Give everything in the records below, from the line containing "Look at the image above and tell me: does any person" down to the line containing "[[395, 182, 415, 210]]", as a Markdown table with the columns Row and Text. Give one numbered row per line, include both end lines, and leave out blank lines.

···

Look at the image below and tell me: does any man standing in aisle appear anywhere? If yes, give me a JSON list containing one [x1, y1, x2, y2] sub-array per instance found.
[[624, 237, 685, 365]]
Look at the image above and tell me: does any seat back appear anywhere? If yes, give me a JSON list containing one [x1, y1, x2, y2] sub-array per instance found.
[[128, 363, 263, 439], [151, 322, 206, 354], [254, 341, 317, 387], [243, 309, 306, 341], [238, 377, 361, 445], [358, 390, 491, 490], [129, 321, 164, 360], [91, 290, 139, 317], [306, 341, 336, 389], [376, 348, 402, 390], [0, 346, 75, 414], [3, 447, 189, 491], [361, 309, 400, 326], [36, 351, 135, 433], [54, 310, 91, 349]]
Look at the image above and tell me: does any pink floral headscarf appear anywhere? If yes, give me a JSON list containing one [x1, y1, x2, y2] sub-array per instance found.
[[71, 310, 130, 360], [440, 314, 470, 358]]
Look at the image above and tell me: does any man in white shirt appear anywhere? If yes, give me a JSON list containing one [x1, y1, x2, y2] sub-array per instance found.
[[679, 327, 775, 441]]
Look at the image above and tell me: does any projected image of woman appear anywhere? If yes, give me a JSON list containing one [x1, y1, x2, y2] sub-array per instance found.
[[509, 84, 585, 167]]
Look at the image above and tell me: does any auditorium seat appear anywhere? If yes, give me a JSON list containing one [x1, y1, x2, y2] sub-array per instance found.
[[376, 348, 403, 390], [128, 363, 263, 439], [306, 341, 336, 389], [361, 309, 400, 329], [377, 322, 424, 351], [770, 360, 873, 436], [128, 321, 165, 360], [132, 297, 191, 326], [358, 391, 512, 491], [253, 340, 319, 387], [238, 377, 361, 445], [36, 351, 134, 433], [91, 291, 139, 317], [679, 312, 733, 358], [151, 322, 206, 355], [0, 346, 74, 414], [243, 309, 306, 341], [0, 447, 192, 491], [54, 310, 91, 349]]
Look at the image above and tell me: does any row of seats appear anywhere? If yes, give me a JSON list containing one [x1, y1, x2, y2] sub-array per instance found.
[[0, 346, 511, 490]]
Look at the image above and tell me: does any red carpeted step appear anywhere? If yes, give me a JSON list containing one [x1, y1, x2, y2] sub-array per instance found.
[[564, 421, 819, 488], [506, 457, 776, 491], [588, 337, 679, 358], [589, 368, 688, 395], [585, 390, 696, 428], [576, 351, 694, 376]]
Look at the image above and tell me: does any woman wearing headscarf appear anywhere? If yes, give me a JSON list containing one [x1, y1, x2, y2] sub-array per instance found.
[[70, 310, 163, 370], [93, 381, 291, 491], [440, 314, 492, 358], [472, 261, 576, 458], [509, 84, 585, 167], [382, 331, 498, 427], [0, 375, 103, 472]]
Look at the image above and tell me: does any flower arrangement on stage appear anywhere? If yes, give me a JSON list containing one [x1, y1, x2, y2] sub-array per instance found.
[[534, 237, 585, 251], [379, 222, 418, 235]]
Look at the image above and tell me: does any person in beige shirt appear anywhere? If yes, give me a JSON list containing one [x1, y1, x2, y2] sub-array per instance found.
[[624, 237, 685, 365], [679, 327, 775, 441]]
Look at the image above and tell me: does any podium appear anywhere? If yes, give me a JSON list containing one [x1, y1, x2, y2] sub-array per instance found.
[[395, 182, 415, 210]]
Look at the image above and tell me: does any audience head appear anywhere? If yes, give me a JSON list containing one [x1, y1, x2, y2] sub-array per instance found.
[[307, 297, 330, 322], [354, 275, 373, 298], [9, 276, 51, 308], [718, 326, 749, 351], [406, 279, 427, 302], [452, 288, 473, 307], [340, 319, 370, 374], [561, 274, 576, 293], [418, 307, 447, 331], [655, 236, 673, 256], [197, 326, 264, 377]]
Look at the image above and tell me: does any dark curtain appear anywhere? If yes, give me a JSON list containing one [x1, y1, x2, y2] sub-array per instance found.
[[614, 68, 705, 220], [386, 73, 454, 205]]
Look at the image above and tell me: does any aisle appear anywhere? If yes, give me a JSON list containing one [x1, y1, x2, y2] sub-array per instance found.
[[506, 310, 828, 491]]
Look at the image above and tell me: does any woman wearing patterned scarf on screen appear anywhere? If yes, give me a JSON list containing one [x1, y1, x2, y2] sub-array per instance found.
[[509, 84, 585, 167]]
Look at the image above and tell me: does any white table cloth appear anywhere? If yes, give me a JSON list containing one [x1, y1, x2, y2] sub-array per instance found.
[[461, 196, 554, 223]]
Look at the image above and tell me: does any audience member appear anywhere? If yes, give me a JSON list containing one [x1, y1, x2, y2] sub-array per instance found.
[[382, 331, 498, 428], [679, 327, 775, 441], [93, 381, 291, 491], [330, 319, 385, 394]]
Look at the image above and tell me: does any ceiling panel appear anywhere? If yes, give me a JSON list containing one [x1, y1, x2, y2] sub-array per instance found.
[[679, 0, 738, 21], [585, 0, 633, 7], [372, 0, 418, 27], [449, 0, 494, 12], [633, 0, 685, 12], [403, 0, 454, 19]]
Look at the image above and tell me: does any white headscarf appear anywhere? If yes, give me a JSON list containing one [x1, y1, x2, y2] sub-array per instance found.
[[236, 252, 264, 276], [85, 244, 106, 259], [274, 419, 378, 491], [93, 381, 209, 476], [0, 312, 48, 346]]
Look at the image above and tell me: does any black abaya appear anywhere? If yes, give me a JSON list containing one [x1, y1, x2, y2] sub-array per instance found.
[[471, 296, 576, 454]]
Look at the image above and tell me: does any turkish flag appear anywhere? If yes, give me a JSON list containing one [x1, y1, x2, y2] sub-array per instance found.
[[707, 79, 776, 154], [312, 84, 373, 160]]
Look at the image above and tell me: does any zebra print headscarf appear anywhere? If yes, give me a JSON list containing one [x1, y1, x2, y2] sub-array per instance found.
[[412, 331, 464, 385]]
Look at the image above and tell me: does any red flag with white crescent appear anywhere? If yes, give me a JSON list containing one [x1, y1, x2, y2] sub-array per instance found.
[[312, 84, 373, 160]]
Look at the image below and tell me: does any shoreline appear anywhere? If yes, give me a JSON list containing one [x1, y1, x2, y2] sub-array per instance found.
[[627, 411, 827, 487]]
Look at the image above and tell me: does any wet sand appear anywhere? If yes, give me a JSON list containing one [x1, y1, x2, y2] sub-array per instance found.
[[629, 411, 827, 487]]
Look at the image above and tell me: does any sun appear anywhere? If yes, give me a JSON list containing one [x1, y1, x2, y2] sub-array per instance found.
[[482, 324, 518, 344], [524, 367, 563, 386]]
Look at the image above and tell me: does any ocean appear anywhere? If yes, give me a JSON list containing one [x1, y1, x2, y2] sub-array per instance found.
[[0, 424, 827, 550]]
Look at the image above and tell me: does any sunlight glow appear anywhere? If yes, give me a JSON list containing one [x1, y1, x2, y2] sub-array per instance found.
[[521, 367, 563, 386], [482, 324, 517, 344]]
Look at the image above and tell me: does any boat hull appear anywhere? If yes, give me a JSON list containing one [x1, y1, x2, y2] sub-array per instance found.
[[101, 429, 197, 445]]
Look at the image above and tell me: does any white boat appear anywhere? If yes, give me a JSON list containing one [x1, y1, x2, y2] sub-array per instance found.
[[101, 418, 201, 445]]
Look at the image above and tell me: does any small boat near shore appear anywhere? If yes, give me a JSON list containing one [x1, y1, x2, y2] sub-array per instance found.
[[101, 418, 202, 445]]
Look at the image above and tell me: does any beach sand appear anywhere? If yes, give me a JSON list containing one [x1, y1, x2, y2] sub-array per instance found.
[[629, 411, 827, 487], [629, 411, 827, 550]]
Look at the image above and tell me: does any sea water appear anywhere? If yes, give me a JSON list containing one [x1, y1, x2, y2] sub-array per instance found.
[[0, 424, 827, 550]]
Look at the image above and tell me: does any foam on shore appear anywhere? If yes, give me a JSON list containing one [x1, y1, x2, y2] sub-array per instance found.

···

Reply to the exercise =
| Row | Text |
|---|---|
| 1 | Look at the image above and tell me: does any person in beige shirt appear anywhere? If yes, give me a JSON list containing one [x1, y1, x2, y2] sub-array per instance found. |
| 2 | [[624, 237, 685, 365], [679, 327, 775, 441]] |
| 3 | Look at the image above and tell me: does any podium appear anywhere? If yes, give me a JSON list containing one [x1, y1, x2, y2] sub-array per instance found. |
| 4 | [[395, 182, 415, 210]] |